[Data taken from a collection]

____

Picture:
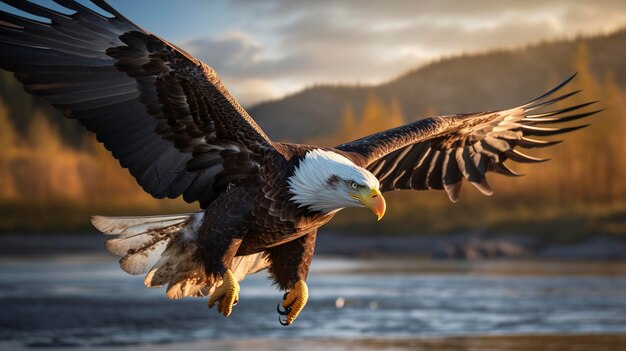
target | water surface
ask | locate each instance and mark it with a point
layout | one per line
(84, 301)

____

* OBJECTIVE
Switch "water surface" to "river surface" throughout the records and give them back otherwise unchanged, leaving the pictures out.

* EXPECTED ANSWER
Picture:
target | river surface
ask | locate each instance and mark it with a point
layout | one per line
(84, 301)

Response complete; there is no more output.